» **DATA TO PROCESS**:
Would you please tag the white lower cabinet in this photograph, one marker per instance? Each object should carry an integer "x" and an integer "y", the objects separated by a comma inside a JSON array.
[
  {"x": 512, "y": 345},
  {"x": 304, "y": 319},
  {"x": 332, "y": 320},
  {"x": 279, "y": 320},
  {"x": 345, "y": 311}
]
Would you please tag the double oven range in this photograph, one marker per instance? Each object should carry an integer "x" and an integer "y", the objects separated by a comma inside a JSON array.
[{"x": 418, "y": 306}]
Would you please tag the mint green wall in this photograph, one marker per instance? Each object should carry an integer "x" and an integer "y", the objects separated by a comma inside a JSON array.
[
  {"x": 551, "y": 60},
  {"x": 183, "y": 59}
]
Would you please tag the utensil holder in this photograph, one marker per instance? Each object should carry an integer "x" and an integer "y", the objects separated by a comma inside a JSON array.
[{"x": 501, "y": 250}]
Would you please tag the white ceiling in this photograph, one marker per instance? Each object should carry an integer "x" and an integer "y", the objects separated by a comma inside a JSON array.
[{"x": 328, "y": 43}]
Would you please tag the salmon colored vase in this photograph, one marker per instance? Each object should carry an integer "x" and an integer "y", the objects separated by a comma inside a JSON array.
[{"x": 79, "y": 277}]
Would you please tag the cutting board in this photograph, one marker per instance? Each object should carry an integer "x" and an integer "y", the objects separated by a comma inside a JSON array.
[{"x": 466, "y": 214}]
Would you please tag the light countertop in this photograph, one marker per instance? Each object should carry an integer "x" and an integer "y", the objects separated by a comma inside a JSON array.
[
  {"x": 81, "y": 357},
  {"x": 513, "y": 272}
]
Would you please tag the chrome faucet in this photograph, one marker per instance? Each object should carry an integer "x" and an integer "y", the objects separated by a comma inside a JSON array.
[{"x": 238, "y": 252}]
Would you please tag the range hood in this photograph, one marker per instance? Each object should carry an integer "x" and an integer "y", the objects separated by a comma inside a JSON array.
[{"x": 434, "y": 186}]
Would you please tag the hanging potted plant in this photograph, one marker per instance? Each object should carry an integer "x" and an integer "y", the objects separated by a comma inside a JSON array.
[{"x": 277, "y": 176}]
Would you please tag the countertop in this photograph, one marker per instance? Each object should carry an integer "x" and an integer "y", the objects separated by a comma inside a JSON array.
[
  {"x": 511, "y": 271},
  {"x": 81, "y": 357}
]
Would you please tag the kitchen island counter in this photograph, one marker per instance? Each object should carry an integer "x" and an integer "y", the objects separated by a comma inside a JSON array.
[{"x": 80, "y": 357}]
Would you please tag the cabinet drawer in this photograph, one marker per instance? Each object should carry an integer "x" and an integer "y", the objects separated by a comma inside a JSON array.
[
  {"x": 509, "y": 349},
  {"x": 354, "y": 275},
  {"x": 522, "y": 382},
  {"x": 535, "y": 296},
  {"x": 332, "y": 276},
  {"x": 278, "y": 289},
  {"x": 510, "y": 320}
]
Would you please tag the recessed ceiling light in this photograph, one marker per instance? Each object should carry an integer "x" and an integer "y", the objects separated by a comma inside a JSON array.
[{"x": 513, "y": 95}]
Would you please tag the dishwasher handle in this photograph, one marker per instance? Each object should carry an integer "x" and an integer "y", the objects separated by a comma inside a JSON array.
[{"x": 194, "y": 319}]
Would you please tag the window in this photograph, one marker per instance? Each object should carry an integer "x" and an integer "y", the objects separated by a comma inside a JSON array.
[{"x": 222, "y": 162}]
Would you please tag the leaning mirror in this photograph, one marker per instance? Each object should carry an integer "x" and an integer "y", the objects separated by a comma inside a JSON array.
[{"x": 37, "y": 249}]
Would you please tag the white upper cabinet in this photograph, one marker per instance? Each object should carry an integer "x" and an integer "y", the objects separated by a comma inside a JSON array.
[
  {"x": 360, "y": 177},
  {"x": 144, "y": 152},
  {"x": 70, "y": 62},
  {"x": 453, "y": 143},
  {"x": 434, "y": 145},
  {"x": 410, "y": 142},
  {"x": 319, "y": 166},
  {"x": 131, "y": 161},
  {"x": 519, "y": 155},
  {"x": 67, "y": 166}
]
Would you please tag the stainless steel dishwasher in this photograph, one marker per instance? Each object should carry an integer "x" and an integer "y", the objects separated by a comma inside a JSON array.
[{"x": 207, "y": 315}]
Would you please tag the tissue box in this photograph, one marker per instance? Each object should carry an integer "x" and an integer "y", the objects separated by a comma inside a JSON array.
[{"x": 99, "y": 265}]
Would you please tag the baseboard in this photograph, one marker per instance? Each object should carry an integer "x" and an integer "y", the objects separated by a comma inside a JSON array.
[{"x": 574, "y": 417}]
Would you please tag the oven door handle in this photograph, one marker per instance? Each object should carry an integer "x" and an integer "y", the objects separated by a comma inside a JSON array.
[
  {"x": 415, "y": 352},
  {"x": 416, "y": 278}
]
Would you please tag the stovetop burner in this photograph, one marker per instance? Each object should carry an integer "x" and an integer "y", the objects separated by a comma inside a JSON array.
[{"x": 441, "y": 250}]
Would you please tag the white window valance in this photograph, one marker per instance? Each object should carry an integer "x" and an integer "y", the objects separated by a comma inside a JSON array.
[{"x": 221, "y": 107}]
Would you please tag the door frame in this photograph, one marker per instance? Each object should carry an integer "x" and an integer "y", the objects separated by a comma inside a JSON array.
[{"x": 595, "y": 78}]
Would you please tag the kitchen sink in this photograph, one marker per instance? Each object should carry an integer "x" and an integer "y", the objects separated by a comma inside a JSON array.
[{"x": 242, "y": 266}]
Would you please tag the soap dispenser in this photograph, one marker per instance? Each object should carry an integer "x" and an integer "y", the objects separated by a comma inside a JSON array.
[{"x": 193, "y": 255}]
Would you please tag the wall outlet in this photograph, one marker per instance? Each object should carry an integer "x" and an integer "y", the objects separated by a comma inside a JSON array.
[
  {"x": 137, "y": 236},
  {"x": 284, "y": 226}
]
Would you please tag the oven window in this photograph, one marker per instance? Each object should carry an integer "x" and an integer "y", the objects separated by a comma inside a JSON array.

» **REQUIRED ACTION**:
Write the data from above out again, exactly.

» **ANSWER TO THE PROBLEM**:
Would you please tag the white lower cabinet in this photograph, one marker per instance? Each object should carry an integer "x" and an integer "y", the objects separated by a comma inside a JSON array.
[
  {"x": 512, "y": 345},
  {"x": 304, "y": 319},
  {"x": 332, "y": 320},
  {"x": 279, "y": 320},
  {"x": 345, "y": 311}
]
Would you please tag the double oven range in this photograph, one marker per instance? Each object should carry an integer "x" and an integer "y", the objects separated by a comma inside a JSON array.
[{"x": 418, "y": 306}]
Would you please tag the mint green wall in this photograph, one marker per instance? Each object should carry an integer "x" and an integer "y", the objects separated by a comma inside a JSON array.
[
  {"x": 551, "y": 60},
  {"x": 183, "y": 59}
]
Would you please tag the utensil holder in this photograph, one marker per instance? Each object should carry an integer "x" and an integer "y", the objects separated by a comma inside a JSON array.
[{"x": 501, "y": 250}]
Would you please tag the white ceiling in this photograph, one marker per instance? Each object should carry an integer "x" and an integer "y", the objects separated by a comma inside a JSON array.
[{"x": 328, "y": 43}]
Would you please tag the salmon colored vase in this photograph, one marker per instance? Each object should carry an integer "x" and an integer "y", the objects separated by a comma inside a JSON array.
[{"x": 79, "y": 277}]
Would you please tag the cutting board in this photograph, one marker per instance? Each object should carry an integer "x" and an integer "y", the objects separated by a comma inside a JSON array.
[{"x": 466, "y": 214}]
Would you please tag the light countertop in this photograph, one marker per instance? Each object should carry an integer "x" and an integer "y", the objects separated by a comma inside a JSON array.
[
  {"x": 81, "y": 357},
  {"x": 513, "y": 272}
]
Would you please tag the chrome faucet in this photograph, one marker per instance? Each object should carry an integer "x" and an integer "y", the objects separated by a comma inside a JSON array.
[{"x": 238, "y": 252}]
Would you please tag the range hood in this photograph, one marker per instance? Each object should carry an integer "x" and an integer "y", the objects separated by a comma inside a JSON array.
[{"x": 434, "y": 186}]
Would you please tag the hanging potted plant in this photograph, one marker per instance? Each object should carry an integer "x" and an integer "y", the objects separated by a comma inside a JSON array.
[{"x": 277, "y": 176}]
Would you please tag the countertop in this photograph, one marker per instance? Each object should carry an integer "x" and an integer "y", the objects separated by a comma inside a JSON array.
[
  {"x": 511, "y": 271},
  {"x": 81, "y": 357}
]
Would you please tag the kitchen island counter in this photograph, one marker per instance? Each object should carry an integer "x" and an integer "y", the objects separated by a comma inside a JSON array.
[{"x": 80, "y": 357}]
Would you please tag the cabinet drawer in this photograph, one marker per instance? Each object should carry an integer "x" and an integer "y", the objects separated by a comma inside a JSON array.
[
  {"x": 509, "y": 349},
  {"x": 354, "y": 275},
  {"x": 522, "y": 382},
  {"x": 535, "y": 296},
  {"x": 332, "y": 276},
  {"x": 278, "y": 289},
  {"x": 510, "y": 320}
]
Would you please tag the recessed ceiling light in this photograph, one marker per instance? Each object should carry an integer "x" and an integer "y", the objects separated by a comma inside a JSON array.
[{"x": 513, "y": 95}]
Would you please tag the dishwasher handle in this photograph, one marker per instance? Each object should carry an integer "x" and an integer "y", the objects separated by a comma inside a JSON array.
[{"x": 194, "y": 319}]
Would you please tag the window in this photograph, one marker per instance? Each object should carry an integer "x" and an integer "y", the objects separated by a comma inside a JSON array.
[{"x": 222, "y": 162}]
Would you please tag the leaning mirror in this photograph, one marker per instance? Each object should carry an integer "x" and an integer "y", the objects separated by a comma inside a JSON array.
[{"x": 37, "y": 249}]
Would you please tag the white upper cabinet in this photograph, one marker per instance? Each object should carry an integer "x" and an integer "y", the objects separated by a comma inside a JSON array.
[
  {"x": 360, "y": 177},
  {"x": 144, "y": 152},
  {"x": 70, "y": 62},
  {"x": 453, "y": 143},
  {"x": 434, "y": 145},
  {"x": 410, "y": 142},
  {"x": 319, "y": 166},
  {"x": 131, "y": 161},
  {"x": 519, "y": 155},
  {"x": 67, "y": 166}
]
Would you please tag the stainless steel dishwasher in this photograph, one marker per instance? Each object should carry an integer "x" and an integer "y", the objects separated by a comma inside a JSON array.
[{"x": 207, "y": 315}]
Would you please tag the tissue box in this photograph, one marker per instance? Each object should carry an integer "x" and an integer "y", the objects separated by a comma inside a JSON array.
[{"x": 99, "y": 265}]
Would you please tag the baseboard in this photograph, one marker per instance? Each object should carry an integer "x" and an integer "y", the objects separated by a comma inside a JSON array.
[{"x": 574, "y": 417}]
Would you please tag the oven door handle in this photograph, one marker per instance? Each object should carry an integer "x" and an integer "y", the objects separated by a comma inside a JSON array.
[
  {"x": 415, "y": 352},
  {"x": 416, "y": 278}
]
Would you please tag the stovetop burner in this photograph, one marker per instance? Each object should carry an integer "x" and an integer "y", the objects separated by a comma inside a JSON array.
[{"x": 441, "y": 250}]
Would you please tag the white window valance in this photograph, one marker per instance? Each object should carry an integer "x" and an integer "y", the objects separated by a comma inside a JSON array.
[{"x": 221, "y": 107}]
Would you please tag the door frame in this photograph, one marker per instance? Each object should carry an integer "x" and an integer "y", the objects separated by a comma inside a JSON array.
[{"x": 595, "y": 78}]
Would you please tag the kitchen sink in this photograph, one marker per instance? Each object should carry an integer "x" and an integer "y", the objects separated by a comma inside a JSON array.
[{"x": 242, "y": 266}]
Would you please tag the soap dispenser in this photograph, one marker per instance? Each object should carry an integer "x" and an integer "y", the objects separated by a comma inside a JSON array.
[{"x": 193, "y": 255}]
Would you please tag the wall outlet in this photograph, one marker per instance? Each object should carry an integer "x" and an integer "y", the objects separated by a comma inside a JSON array.
[
  {"x": 137, "y": 236},
  {"x": 284, "y": 226}
]
Would you please tag the oven window in this photograph, one marker per instance? Each object should carry an integer "x" and an integer "y", the objects separated by a comma inside a JSON array.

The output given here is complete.